EXTRACT ▸
::::::::::
W3C home > Mailing lists > Public > ietf-charsets@w3.org > October to December 2001

RE: ISO 8859 -8:1999

From: Francois Yergeau <FYergeau@alis.com>
Date: Wed, 05 Dec 2001 09:28:17 -0500
To: Martin Duerst <duerst@w3.org>, ietf-charsets@iana.org
Message-id: <F7D4BDA0E5A1D14B99D32C022AEB7366091D11@alis-2k.alis.domain>
Hello Martin,

Questionning the applicability of something that was argued only for Unicode
certainly makes sense, but I'm afraid I don't quite follow your reasoning.

In my mind, the argument never hinged on conversion (or not) to Unicode, it
was simply a recognition that having a new label for compatible upgrades of
charsets actually hurt more that it helped, because a non-updated receiver
that gets the new label has to fail completely, whereas if the old label is
kept, the same non-updated receiver only has to fail if it actually gets
some of the new characters it doesn't know about.

This seems to apply whether the charset in question is UTF-8 of ISO-8859-8,
unless one assumes that in the case of UTF-8, an application can accept
characters that it doesn't know about.  Is that what you were implying?

-- 
Francois

> -----Message d'origine-----
> De?: Martin Duerst [mailto:duerst@w3.org]
> Envoye?: 5 decembre, 2001 00:27
> A?: Francois Yergeau; ietf-charsets@iana.org; Keld J ?n 
> Simonsen; Jonathan Rosenne
> Objet?: RE: ISO 8859 -8:1999
> 
> 
> Hello Francois,
> 
> I'm not exactly sure your argument with UTF-8 works.
> 
> The problem becomes obvious if we assume that the UCS
> is the reference. In this case, additions to the UCS
> can always be made to work as good as the current
> implementation (because we don't expect conversion
> to legacy encodings to work, except for something
> like NCRs in HTML/XML). However, additions to legacy
> encodings will break interoperability if new data
> is sent to old implementations with the old label,
> in particular if the implementation converts to
> UCS internally (which more and more implementations
> do nowadays).
> 
> Regards,   Martin.
> 
> At 14:15 01/12/02 -0500, Francois Yergeau wrote:
> >Keld J?n Simonsen wrote:
> > > Jonathan Rosenne wrote:
> > >> Justification: ISO_8859-8:1999 is a superset of 
> ISO_8859-8:1988. Valid
> > >> ISO_8859-8:1988 data will still be valid under 
> ISO_8859-8:1999. The new
> > >> characters were reserved in ISO_8859-8:1988. Registering 
> ISO_8859-8:1999
> > >> as a separate character set would cause too much 
> unnecessary confusion.
> > >
> > >As the two charsets are not exactly equivalent, they should not be
> > >aliases.
> >
> >Not so fast, please.  This question was debated at length, 
> on this very
> >list, when RFC 2279 was under scrutiny.  The result was that 
> the label
> >"UTF-8" was determined to be appropriate for all version of 
> Unicode after
> >1.1, provided no incompatible change occurs, which is the 
> same as saying
> >that subsequent versions have a superset relationship to 
> previous ones.  The
> >arguments are in the RFC itself, section 5:
> >
> >    It is noteworthy that the label "UTF-8" does not contain 
> a version
> >    identification, referring generically to ISO/IEC 10646.  This is
> >    intentional, the rationale being as follows:
> >
> >    A MIME charset label is designed to give just the 
> information needed
> >    to interpret a sequence of bytes received on the wire 
> into a sequence
> >    of characters, nothing more (see RFC 2045, section 2.2, 
> in [MIME]).
::::::::::
DESCRIPTION OF THE TASK ▸ Retype the part of the charset-label message from "Questionning the applicability" to "you were implying?". The records come from a separate source unrelated to this message.

Collection entries:
::::::::::
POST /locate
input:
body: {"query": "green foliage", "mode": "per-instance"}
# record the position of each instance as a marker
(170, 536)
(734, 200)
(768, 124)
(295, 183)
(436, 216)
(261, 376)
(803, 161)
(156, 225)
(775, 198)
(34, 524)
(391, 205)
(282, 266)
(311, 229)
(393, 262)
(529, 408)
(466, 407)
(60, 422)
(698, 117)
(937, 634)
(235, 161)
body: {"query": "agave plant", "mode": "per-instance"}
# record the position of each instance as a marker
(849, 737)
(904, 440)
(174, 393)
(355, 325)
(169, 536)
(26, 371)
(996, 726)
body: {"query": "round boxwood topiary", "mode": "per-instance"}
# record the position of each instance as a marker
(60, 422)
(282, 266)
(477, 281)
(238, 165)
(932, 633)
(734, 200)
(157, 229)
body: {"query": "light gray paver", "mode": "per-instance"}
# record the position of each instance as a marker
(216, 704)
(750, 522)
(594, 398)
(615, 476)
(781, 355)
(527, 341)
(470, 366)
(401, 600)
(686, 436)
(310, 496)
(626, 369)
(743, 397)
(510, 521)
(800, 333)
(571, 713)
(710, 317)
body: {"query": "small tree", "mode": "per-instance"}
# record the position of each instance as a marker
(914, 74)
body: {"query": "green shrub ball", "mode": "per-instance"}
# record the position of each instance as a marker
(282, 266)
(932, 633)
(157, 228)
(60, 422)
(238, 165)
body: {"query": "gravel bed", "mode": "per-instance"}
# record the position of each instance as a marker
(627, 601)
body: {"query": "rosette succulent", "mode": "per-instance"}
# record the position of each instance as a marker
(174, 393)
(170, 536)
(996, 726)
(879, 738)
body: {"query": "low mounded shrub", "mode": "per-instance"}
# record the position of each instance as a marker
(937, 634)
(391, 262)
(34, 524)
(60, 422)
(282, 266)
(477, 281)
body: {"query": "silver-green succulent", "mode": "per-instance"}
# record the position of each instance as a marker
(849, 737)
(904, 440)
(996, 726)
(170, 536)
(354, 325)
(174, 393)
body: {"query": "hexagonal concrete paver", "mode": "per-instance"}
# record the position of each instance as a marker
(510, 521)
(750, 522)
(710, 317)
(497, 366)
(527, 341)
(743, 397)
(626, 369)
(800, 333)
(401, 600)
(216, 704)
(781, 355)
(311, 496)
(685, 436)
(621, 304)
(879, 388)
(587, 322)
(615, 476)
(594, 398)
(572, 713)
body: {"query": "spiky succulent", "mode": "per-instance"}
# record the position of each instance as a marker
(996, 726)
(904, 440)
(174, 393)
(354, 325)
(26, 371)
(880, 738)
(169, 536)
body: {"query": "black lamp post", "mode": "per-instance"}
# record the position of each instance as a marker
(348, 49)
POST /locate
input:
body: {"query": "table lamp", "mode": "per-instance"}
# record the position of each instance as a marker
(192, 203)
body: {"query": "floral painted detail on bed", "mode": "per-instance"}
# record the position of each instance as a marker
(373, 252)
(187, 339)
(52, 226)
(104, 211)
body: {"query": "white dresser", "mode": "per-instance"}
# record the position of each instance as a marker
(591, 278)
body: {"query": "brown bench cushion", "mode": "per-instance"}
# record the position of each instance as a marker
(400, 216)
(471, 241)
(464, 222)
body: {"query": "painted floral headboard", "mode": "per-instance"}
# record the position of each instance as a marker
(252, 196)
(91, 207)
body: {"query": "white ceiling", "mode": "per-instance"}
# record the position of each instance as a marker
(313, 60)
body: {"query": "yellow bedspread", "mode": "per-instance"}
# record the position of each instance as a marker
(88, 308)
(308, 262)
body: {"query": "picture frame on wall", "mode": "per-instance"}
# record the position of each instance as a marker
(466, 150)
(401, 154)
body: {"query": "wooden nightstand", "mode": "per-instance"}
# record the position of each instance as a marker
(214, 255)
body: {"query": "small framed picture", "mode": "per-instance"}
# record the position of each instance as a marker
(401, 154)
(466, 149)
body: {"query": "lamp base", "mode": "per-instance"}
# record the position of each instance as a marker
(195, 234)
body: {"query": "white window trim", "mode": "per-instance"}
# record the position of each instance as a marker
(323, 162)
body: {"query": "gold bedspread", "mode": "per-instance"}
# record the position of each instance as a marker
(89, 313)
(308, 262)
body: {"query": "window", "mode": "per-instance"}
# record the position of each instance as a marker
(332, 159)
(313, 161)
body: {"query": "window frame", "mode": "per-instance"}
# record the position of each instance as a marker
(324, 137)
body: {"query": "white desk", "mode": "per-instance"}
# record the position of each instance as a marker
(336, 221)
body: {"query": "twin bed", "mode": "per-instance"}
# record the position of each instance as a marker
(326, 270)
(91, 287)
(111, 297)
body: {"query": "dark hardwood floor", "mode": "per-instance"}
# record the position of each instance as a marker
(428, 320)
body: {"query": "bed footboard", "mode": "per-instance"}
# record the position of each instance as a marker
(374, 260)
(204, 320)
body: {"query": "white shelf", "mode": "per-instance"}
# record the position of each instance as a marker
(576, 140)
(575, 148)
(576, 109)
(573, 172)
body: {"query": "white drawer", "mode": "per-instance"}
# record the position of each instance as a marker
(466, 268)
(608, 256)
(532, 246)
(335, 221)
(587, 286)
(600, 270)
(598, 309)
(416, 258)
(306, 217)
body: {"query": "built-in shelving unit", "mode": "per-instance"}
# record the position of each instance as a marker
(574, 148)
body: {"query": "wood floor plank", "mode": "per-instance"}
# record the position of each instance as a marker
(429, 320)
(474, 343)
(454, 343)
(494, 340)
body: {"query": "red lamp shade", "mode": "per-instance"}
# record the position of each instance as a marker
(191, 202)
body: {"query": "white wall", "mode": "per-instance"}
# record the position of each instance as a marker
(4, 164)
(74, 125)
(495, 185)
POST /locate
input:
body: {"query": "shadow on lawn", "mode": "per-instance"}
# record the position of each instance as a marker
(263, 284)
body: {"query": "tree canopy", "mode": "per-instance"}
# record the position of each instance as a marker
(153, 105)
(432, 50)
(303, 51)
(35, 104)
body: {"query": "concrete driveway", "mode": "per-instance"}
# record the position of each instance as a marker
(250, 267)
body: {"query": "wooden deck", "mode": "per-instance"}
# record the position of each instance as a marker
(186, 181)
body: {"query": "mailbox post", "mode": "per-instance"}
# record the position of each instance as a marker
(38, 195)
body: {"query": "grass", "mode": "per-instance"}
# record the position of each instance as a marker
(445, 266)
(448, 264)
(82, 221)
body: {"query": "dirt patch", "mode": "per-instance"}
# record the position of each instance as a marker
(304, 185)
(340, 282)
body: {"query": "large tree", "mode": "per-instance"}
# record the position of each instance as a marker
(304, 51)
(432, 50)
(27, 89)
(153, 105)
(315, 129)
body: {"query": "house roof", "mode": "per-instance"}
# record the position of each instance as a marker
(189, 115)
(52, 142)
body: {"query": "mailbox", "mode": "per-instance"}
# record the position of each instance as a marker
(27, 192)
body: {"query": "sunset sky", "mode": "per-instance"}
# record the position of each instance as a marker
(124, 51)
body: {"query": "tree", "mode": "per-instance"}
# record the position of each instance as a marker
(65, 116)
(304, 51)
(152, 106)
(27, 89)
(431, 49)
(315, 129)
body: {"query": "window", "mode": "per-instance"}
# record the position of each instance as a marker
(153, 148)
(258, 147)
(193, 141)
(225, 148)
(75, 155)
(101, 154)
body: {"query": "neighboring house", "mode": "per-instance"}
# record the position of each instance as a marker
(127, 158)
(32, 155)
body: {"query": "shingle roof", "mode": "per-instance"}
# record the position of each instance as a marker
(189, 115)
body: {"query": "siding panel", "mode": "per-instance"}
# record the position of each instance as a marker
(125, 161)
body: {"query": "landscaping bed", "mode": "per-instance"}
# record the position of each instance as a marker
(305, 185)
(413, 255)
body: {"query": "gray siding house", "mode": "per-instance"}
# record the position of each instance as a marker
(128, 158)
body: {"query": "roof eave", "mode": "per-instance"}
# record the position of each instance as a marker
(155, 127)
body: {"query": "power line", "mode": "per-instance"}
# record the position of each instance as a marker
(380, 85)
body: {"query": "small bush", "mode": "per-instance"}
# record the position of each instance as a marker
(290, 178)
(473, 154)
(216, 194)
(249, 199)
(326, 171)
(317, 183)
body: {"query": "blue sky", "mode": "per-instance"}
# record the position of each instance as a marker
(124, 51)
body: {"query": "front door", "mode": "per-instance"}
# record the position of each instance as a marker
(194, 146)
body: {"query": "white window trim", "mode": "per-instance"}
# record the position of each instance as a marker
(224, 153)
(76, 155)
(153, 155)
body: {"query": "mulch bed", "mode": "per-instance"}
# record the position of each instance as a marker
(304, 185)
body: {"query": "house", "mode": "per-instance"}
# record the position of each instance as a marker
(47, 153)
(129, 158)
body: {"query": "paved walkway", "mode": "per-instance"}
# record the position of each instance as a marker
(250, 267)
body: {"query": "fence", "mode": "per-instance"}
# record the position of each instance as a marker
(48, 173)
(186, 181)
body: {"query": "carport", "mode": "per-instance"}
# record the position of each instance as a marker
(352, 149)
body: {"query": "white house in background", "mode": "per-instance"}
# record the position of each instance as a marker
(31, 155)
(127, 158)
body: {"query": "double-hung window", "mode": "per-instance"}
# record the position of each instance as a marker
::::::::::
ANSWER TO THE PROBLEM ▸
Questionning the applicability of something that was argued only for Unicode
certainly makes sense, but I'm afraid I don't quite follow your reasoning.

In my mind, the argument never hinged on conversion (or not) to Unicode, it
was simply a recognition that having a new label for compatible upgrades of
charsets actually hurt more that it helped, because a non-updated receiver
that gets the new label has to fail completely, whereas if the old label is
kept, the same non-updated receiver only has to fail if it actually gets
some of the new characters it doesn't know about.

This seems to apply whether the charset in question is UTF-8 of ISO-8859-8,
unless one assumes that in the case of UTF-8, an application can accept
characters that it doesn't know about.  Is that what you were implying?